TASK DETAILS: Check every line of the data for the word "pointer", and copy those that have it.
** Opening DATA SHOWN block **
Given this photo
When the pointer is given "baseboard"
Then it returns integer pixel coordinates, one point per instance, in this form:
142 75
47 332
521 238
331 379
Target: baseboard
** Closing DATA SHOWN block **
** Opening DATA SHOWN block **
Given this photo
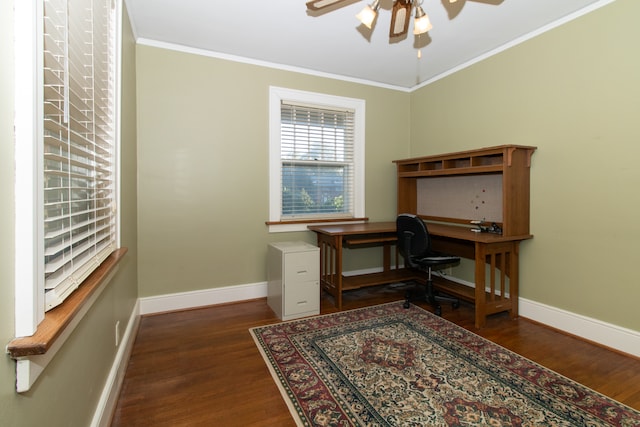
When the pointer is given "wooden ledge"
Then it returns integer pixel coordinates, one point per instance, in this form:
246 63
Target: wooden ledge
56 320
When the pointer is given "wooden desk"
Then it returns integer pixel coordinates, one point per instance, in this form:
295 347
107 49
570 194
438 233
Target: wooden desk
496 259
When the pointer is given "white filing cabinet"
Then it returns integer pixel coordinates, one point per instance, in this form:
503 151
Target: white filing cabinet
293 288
** Closing DATA SHOWN block **
TASK ANSWER:
When the pointer is given "baseboard"
When the pointer is given "wooden ledge"
When the pointer is given "wooden desk"
When the pointer is given "white filing cabinet"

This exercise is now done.